Aufgabenstellung:
Übernimm den unten stehenden Text über das schulbegleitende Tagespraktikum vollständig und unverändert.

Zu lesender Text:

────────────────────

Die Idee: Schüler der neunten Klassen (pro Jahr etwa 180) erhalten das Angebot, ab der zehnten Klasse ein schulbegleitendes Tagespraktikum zu machen - mit der Option, nach Ende der Schulzeit in dem Betrieb einen Ausbildungsplatz zu erhalten. Den verpassten Unterricht gilt es zusätzlich nachzuholen, soll heißen: Praktikum schützt vor Mathe nicht. "Sind die Bedingungen klar", so Barkats Erfahrung, "bleiben von rund 15 Interessenten zehn bis zwölf Teilnehmer pro Jahr, denen der aufnehmende Betrieb bereits ein großes Engagement unterstellen darf."

Die Erfahrungsberichte aller Beteiligten stützen das Projekt. Moncef Mahmoudi, Direktor des Best Western Hotels im Forum, räumte offen ein, dass die Auszubildende aus dem Jahr 04/05 ohne diese Zeit des Kennenlernens keine Chance gehabt hätte. Inzwischen ist die angehende Holtelfachfrau eines der vielen positiven Beispiele für den Job-Start.

────────────────────

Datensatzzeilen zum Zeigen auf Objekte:
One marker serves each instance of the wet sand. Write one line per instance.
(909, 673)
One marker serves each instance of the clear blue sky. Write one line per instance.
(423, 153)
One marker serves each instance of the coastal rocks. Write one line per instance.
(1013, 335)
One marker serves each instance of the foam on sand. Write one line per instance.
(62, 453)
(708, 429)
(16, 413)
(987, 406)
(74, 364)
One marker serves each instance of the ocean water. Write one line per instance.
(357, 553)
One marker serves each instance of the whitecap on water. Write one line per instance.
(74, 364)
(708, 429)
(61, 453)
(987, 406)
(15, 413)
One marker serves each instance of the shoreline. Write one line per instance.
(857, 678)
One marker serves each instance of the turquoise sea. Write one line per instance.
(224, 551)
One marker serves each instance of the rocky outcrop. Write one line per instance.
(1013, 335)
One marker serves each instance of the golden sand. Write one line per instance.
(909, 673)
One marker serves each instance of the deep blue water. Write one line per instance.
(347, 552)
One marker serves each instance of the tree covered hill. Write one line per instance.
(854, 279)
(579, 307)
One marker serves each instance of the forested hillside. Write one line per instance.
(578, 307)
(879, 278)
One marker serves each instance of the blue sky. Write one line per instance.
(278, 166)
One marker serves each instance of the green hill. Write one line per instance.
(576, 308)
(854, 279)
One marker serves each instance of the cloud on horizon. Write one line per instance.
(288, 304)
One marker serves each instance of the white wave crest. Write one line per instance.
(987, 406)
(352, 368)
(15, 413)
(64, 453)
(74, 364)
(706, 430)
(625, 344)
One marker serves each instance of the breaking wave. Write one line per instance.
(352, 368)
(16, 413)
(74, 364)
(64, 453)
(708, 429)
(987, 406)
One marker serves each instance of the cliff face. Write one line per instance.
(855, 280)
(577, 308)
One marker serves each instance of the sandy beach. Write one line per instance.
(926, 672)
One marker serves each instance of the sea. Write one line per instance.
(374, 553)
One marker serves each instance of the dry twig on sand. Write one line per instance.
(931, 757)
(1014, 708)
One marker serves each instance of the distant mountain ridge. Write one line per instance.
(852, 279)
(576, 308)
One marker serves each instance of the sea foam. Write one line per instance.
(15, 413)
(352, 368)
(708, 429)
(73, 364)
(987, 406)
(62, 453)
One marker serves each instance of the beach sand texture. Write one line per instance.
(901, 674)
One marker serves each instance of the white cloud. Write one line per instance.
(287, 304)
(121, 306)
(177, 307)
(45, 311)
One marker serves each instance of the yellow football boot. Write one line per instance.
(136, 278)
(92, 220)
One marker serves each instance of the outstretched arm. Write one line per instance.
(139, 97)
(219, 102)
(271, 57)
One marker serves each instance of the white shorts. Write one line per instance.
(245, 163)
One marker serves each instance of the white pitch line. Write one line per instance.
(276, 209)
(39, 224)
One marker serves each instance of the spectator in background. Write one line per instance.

────────────────────

Ergebnis der Übung:
Die Idee: Schüler der neunten Klassen (pro Jahr etwa 180) erhalten das Angebot, ab der zehnten Klasse ein schulbegleitendes Tagespraktikum zu machen - mit der Option, nach Ende der Schulzeit in dem Betrieb einen Ausbildungsplatz zu erhalten. Den verpassten Unterricht gilt es zusätzlich nachzuholen, soll heißen: Praktikum schützt vor Mathe nicht. "Sind die Bedingungen klar", so Barkats Erfahrung, "bleiben von rund 15 Interessenten zehn bis zwölf Teilnehmer pro Jahr, denen der aufnehmende Betrieb bereits ein großes Engagement unterstellen darf."

Die Erfahrungsberichte aller Beteiligten stützen das Projekt. Moncef Mahmoudi, Direktor des Best Western Hotels im Forum, räumte offen ein, dass die Auszubildende aus dem Jahr 04/05 ohne diese Zeit des Kennenlernens keine Chance gehabt hätte. Inzwischen ist die angehende Holtelfachfrau eines der vielen positiven Beispiele für den Job-Start.